- Problem description: An exact copy of the lines from the one containing "Where can the camera" through the final line of the records is the only acceptable answer.

- Entries supplied:
# # # #
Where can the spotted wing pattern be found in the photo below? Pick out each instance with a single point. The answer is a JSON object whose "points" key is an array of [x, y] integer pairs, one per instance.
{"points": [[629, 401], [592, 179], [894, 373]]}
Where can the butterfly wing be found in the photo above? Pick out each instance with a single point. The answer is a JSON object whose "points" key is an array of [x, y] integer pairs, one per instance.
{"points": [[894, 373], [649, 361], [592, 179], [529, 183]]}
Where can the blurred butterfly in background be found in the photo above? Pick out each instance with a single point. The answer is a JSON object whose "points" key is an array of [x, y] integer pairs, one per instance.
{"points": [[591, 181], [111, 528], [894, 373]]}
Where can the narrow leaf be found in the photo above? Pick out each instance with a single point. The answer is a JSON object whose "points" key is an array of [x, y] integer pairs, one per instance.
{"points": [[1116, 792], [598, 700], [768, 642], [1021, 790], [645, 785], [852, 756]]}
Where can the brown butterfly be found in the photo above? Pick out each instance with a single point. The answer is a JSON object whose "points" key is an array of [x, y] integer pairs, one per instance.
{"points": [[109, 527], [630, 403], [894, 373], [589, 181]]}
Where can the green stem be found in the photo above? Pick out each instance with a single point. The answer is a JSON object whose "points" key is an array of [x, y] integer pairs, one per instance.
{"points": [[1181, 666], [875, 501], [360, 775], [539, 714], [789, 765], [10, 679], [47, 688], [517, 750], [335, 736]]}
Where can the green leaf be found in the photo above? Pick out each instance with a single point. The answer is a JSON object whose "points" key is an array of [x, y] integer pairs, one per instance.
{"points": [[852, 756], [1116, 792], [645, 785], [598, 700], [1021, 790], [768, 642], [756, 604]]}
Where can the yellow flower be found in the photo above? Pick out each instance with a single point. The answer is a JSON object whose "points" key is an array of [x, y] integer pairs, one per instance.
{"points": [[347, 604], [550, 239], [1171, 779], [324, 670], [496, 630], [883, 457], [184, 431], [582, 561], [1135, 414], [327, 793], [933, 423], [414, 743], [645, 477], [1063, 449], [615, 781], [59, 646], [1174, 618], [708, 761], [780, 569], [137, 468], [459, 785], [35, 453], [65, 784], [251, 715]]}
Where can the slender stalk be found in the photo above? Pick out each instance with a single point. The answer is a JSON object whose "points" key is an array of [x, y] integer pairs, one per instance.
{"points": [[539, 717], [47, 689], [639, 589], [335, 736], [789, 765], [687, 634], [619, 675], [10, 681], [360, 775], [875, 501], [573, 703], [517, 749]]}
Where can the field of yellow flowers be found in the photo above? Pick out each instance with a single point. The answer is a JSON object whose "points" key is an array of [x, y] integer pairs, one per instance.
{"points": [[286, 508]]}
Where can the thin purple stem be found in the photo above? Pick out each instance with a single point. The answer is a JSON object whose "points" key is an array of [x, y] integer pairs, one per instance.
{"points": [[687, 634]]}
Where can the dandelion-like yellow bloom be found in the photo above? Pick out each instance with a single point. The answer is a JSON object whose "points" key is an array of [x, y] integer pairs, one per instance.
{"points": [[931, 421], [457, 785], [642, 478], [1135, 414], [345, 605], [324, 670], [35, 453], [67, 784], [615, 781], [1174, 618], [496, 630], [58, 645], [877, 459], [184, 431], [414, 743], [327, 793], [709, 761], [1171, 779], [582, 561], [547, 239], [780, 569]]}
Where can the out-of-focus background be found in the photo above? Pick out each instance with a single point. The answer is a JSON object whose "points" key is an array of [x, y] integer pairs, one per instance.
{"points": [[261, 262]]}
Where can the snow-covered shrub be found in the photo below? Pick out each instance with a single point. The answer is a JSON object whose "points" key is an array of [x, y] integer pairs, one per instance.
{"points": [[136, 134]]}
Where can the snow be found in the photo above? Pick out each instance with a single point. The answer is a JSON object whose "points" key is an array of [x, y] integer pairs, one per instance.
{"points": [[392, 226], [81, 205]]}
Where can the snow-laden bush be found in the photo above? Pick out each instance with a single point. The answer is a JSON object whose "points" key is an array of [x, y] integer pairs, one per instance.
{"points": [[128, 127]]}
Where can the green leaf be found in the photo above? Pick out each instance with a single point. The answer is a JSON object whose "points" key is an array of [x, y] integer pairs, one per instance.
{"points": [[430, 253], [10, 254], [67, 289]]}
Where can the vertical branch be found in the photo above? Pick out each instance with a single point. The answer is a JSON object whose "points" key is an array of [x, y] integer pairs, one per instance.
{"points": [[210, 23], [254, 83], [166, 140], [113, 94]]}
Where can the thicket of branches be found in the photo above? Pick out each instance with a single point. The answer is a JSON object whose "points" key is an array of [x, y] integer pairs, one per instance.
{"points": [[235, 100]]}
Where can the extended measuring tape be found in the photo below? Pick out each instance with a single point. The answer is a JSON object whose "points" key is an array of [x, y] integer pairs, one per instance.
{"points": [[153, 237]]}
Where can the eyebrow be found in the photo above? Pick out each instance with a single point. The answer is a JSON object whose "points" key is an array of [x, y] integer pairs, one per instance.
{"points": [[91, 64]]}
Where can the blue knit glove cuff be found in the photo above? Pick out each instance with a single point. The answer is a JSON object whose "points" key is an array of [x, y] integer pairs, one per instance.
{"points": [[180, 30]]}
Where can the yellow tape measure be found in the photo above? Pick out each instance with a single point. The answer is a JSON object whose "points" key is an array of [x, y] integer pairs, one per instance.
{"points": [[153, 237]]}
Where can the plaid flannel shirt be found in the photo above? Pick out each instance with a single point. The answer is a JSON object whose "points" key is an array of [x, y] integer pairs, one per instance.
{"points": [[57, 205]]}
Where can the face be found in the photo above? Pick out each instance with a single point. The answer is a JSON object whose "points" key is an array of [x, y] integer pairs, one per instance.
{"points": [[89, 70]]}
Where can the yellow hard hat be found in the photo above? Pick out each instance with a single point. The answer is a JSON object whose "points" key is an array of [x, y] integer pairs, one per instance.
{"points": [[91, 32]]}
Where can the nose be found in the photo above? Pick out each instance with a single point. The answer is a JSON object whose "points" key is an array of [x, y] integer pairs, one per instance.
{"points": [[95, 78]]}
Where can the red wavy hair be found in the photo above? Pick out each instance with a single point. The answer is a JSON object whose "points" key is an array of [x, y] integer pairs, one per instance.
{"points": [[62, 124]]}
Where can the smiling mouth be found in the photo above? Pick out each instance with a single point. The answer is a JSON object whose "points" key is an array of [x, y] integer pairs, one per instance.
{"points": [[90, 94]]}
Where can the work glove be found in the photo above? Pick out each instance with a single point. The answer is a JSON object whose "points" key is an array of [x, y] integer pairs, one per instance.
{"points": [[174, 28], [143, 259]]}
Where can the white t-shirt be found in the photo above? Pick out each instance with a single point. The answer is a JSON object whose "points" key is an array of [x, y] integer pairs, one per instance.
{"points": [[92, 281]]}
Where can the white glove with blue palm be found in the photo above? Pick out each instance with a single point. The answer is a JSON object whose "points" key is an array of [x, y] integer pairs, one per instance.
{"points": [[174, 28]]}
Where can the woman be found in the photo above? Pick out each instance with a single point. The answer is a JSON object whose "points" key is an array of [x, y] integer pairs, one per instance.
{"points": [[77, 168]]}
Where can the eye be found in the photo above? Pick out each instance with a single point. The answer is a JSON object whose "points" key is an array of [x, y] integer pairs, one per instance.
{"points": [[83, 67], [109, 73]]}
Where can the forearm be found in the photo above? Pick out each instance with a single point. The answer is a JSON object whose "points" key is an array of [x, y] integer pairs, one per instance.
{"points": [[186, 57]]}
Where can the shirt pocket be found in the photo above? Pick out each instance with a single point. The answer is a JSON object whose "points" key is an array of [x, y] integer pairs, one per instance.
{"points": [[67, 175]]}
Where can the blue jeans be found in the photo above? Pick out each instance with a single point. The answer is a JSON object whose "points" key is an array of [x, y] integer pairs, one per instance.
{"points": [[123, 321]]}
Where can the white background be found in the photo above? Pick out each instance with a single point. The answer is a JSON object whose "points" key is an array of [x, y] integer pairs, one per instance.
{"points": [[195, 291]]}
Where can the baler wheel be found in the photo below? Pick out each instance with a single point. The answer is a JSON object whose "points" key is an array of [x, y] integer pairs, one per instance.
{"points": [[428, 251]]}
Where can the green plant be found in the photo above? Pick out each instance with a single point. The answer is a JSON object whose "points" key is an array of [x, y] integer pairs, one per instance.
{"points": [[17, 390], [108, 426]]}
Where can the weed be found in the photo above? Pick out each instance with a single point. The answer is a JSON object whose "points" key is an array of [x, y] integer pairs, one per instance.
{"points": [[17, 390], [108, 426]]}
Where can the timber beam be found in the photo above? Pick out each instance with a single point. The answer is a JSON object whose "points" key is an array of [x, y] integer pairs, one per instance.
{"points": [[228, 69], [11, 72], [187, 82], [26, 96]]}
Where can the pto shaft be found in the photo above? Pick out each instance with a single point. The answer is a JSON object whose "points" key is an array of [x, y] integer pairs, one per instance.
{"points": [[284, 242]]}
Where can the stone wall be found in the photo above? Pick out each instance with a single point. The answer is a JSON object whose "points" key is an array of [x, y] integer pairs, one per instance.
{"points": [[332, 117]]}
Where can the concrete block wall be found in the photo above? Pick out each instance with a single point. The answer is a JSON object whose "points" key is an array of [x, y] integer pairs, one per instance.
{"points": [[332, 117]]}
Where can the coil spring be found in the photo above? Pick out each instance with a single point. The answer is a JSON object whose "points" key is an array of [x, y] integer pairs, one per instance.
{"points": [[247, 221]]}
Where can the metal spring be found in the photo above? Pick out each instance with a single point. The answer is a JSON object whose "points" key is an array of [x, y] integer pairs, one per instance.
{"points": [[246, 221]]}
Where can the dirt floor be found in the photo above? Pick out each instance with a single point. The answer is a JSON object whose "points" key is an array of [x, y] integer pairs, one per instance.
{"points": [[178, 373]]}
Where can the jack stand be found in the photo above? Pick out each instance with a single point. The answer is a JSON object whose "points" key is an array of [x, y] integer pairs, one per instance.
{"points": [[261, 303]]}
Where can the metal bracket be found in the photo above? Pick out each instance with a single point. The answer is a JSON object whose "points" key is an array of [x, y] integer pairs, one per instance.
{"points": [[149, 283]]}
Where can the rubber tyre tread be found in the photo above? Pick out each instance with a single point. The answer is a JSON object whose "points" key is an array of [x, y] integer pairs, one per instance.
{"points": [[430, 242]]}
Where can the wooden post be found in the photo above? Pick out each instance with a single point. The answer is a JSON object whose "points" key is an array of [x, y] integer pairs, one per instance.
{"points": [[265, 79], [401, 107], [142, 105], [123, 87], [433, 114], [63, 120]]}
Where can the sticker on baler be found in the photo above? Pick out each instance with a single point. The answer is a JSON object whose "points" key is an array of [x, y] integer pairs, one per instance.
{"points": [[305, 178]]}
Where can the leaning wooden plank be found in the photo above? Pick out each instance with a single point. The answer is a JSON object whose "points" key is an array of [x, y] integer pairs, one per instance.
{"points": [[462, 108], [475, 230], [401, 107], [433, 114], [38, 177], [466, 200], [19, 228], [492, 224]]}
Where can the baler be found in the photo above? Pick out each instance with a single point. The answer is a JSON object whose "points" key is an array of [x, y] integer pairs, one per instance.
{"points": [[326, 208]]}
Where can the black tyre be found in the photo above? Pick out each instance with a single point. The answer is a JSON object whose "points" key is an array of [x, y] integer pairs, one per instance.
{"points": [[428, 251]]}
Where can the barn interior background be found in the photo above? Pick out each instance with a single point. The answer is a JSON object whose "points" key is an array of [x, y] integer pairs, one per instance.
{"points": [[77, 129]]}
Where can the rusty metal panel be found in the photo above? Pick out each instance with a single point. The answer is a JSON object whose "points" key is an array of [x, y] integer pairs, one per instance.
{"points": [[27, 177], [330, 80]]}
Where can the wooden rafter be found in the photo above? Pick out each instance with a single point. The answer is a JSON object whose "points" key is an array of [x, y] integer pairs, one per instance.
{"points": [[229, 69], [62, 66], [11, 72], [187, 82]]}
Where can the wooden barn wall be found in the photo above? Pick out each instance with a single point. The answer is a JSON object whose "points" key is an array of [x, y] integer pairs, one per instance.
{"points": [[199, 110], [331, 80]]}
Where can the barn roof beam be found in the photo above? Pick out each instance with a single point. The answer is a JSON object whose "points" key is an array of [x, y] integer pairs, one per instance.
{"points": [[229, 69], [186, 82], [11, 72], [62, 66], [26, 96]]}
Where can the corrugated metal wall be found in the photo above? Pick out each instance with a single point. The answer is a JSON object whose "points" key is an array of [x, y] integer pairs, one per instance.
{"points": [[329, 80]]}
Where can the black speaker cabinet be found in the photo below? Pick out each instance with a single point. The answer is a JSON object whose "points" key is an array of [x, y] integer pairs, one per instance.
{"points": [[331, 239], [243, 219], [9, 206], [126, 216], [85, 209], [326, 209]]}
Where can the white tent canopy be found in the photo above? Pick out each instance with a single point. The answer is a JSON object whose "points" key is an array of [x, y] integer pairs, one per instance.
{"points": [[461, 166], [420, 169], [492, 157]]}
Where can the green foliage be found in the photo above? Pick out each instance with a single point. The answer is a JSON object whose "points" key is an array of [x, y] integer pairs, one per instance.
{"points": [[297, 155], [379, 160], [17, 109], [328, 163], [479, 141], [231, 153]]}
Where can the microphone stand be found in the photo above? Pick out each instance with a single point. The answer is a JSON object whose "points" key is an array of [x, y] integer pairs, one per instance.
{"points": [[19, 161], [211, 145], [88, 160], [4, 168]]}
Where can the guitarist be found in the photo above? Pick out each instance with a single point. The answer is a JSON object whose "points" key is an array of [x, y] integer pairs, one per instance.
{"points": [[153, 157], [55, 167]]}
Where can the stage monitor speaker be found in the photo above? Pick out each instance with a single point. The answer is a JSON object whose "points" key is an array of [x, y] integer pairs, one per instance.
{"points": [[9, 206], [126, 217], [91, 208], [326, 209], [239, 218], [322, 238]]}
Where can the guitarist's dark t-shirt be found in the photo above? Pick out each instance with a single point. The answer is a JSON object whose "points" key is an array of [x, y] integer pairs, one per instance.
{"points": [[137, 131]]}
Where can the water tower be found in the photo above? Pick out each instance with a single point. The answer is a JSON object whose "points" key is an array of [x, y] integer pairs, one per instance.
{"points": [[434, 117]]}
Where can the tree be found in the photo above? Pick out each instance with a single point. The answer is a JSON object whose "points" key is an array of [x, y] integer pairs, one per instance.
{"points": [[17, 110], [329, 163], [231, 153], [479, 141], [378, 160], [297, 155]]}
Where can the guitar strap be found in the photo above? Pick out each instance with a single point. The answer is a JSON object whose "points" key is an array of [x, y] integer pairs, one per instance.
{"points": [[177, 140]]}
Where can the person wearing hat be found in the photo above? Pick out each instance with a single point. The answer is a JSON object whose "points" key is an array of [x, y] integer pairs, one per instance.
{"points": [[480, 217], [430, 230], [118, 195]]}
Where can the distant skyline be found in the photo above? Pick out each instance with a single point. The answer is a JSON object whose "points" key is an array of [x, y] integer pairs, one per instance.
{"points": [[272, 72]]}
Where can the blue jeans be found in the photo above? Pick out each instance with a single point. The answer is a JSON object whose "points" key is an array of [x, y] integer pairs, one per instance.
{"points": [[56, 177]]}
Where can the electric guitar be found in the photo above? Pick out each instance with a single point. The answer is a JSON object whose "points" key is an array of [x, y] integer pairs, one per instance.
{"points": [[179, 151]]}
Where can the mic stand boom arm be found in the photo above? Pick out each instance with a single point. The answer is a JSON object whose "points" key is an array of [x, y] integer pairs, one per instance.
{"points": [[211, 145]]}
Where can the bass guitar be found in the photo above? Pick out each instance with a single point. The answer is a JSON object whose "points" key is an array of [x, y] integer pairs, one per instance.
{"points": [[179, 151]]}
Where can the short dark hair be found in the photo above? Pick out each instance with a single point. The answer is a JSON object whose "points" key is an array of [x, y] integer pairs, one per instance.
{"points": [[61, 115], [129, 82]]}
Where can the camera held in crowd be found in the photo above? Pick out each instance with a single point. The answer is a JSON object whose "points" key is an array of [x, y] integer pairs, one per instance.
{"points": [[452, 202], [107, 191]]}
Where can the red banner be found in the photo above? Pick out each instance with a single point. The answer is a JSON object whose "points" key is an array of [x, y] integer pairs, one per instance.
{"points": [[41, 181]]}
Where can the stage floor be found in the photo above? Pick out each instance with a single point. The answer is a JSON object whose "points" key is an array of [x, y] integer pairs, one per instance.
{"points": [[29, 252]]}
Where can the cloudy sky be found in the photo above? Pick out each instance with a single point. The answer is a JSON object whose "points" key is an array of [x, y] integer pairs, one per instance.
# # # #
- Written reply:
Where can the camera held in crowd be found in the photo above? Pick out each instance with a single point. The answer is a JSON object whose "points" key is an array of [x, y] integer pairs, one per instance.
{"points": [[452, 202], [107, 191]]}
Where can the red banner be found in the photo above? Pick out each instance with a single point. The answer is a JSON object whose "points" key is an array of [x, y] integer pairs, one per instance.
{"points": [[41, 181]]}
Where can the stage floor be found in the photo above? Pick out each instance with a single point. The answer is a JSON object whose "points" key is an array of [x, y] integer pairs, one per instance.
{"points": [[29, 252]]}
Where can the cloudy sky be found in the photo above? Pick out each instance with a single point. The answer is a JSON object whose "points" key is an array of [x, y] integer pairs, one per instance.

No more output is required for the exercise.